* [Problem description] Output the material exactly, with every line intact.

* * * * *

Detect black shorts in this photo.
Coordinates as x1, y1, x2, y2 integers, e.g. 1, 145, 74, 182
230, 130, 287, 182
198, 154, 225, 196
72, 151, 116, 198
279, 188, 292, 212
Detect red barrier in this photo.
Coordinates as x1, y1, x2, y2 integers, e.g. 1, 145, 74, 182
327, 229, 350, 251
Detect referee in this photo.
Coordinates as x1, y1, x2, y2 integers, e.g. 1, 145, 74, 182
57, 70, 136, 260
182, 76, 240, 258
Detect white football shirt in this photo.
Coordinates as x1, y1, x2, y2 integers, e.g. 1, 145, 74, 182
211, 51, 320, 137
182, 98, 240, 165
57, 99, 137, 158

* * * * *

* [Task answer]
Detect black shorts in this photo.
Coordinates as x1, y1, x2, y2 integers, e.g. 1, 145, 74, 182
230, 130, 287, 182
198, 154, 225, 196
72, 151, 116, 198
279, 188, 292, 212
Detect red barrier in this photo.
Coordinates as x1, y1, x2, y2 integers, e.g. 1, 145, 74, 182
327, 229, 350, 251
Detect referee in this photo.
Coordinates as x1, y1, x2, y2 integers, e.g. 1, 145, 74, 182
57, 70, 136, 260
182, 76, 240, 258
Detect white football shirt in this photo.
Coordinates as x1, y1, x2, y2 integers, e.g. 1, 145, 74, 182
211, 51, 320, 137
182, 98, 240, 165
57, 99, 137, 158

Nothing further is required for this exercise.